Region pointing data:
━━━━
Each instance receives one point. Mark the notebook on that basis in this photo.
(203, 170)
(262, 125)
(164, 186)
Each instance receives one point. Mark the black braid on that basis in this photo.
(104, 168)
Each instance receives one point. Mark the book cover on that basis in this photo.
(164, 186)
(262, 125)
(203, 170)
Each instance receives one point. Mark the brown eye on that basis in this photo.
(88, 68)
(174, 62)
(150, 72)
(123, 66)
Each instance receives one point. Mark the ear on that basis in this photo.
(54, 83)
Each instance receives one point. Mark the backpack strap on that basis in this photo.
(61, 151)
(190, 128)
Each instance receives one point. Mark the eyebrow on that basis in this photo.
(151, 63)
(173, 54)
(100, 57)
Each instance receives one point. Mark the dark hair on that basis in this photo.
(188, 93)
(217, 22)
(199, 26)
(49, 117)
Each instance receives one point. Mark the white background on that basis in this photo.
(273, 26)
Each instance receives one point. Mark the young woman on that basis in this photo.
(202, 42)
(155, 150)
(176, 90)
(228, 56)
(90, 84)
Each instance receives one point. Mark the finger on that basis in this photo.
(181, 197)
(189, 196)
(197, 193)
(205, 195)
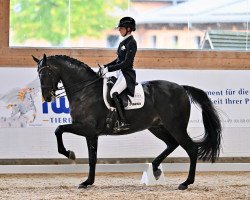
━━━━
Assigned task
Leave out the pictures and repeat exactly the lines from the one containing "Each instance receives one point. Mark the book" through the last line of the entries.

Worked solution
Each instance receives one point. Mark the book cover on that basis in this photo.
(164, 186)
(262, 125)
(203, 170)
Each instance receives one point. Mark the brown eye on that basis in this photo.
(88, 68)
(174, 62)
(150, 72)
(123, 66)
Each instance receives one point. Mark the ear on that basis in this photo.
(54, 83)
Each instance receives one point. Mark the backpack strap on that basis in this photo.
(61, 151)
(190, 128)
Each instance receives one point. Mark the eyebrow on that basis in this photo.
(151, 63)
(173, 54)
(100, 57)
Each instance receives one point. Mark the dark hair on that basis in this photo.
(188, 93)
(217, 22)
(199, 26)
(49, 117)
Each instance receives one point. Mark the white background on that basis in this photo.
(273, 26)
Each instance receives one point. Mark the young woman on that basis in this photo.
(202, 42)
(155, 150)
(176, 90)
(228, 56)
(90, 84)
Each instance receives one point. Mark the finger on that basis in this photo.
(181, 197)
(189, 196)
(197, 193)
(205, 195)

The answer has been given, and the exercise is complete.